Required work
Starting at the line that contains "Could you please indicate the wooden top", transcribe every remaining line of the entries exactly, including the last one.

Extracted records
□ □ □
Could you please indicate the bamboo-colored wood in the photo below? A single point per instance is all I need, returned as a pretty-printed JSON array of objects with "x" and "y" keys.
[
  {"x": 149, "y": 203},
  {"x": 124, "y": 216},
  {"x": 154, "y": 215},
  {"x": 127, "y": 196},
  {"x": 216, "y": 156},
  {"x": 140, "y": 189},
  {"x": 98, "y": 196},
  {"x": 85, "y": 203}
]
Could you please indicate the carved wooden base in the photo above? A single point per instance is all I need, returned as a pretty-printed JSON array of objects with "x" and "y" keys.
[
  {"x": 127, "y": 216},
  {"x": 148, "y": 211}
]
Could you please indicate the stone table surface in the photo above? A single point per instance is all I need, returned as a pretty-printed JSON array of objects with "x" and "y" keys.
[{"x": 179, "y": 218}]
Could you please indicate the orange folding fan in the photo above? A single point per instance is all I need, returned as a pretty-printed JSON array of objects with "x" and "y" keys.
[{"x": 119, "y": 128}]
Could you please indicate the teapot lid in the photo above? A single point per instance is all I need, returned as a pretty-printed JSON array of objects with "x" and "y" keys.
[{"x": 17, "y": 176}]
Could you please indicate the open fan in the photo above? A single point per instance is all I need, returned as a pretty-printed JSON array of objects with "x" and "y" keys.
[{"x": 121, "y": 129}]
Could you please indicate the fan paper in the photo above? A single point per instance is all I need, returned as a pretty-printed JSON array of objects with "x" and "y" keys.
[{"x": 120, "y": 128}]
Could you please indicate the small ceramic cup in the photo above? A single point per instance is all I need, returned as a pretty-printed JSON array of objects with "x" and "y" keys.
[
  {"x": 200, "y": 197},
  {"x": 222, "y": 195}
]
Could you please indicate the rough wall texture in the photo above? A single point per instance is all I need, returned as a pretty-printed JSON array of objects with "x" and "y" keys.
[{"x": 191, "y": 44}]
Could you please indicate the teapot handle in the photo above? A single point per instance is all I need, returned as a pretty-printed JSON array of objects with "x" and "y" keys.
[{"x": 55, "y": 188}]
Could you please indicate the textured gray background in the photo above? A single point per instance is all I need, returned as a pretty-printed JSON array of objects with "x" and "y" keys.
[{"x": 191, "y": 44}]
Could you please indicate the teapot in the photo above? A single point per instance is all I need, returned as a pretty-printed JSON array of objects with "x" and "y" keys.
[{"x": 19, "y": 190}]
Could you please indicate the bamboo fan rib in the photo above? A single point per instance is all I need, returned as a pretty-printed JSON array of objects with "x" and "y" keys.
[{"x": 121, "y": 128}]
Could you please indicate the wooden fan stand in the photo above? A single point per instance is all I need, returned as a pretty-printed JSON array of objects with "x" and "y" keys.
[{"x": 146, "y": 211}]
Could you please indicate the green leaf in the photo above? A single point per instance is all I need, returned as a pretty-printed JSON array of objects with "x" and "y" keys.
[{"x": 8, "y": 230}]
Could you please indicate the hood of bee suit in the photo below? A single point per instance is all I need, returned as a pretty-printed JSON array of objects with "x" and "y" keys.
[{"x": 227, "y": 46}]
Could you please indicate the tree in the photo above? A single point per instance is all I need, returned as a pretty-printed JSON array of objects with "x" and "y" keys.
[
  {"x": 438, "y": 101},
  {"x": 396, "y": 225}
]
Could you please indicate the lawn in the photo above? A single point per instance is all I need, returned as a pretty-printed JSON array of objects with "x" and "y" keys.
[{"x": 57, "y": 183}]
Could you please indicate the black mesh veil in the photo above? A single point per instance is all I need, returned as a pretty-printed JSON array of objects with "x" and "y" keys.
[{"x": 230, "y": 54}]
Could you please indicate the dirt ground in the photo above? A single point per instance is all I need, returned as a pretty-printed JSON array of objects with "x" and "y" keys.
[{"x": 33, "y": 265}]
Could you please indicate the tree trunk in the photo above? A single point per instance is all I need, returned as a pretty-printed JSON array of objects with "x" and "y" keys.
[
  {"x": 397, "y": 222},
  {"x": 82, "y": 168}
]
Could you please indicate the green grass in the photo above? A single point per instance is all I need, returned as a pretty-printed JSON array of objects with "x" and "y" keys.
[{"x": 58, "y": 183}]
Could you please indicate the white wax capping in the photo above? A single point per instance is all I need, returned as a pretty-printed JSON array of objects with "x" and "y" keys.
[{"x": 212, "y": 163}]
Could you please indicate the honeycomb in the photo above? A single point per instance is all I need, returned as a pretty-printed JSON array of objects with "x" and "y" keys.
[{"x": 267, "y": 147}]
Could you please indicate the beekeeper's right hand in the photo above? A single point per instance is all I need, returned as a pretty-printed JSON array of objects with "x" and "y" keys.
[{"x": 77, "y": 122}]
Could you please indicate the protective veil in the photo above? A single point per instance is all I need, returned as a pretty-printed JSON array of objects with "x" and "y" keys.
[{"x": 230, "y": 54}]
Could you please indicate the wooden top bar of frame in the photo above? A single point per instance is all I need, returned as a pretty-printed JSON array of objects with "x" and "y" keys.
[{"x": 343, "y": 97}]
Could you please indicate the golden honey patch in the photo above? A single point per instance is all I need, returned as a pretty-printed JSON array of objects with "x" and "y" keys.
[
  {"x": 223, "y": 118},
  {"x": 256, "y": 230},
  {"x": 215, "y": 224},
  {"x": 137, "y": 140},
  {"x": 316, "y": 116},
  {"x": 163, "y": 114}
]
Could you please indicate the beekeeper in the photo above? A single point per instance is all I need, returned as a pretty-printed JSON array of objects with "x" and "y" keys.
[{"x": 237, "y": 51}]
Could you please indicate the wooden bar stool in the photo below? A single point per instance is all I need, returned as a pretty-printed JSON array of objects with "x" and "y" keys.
□ □ □
Answer to this problem
Could you please indicate the wooden top bar of frame in the photo above? A single point per instance is all I need, returned as a pretty-printed JSON array of objects with "x" and "y" keys.
[{"x": 343, "y": 97}]
Could you please indicate the golden honey patch in the photo above? A single point per instance is all I need, returned as a pretty-printed JSON array of objects with "x" and "y" keys.
[
  {"x": 223, "y": 118},
  {"x": 256, "y": 230},
  {"x": 215, "y": 224},
  {"x": 137, "y": 140},
  {"x": 316, "y": 116},
  {"x": 163, "y": 114}
]
Could you please indicate the beekeeper in the photo above? A single point per instance is all I need, returned as a pretty-printed JSON array of objects with "x" and "y" keys.
[{"x": 237, "y": 51}]
Could you please indicate the wooden bar stool in the photo below? A single point per instance is all I need, returned as a pretty-printed JSON array of objects with "x" and "y" keys.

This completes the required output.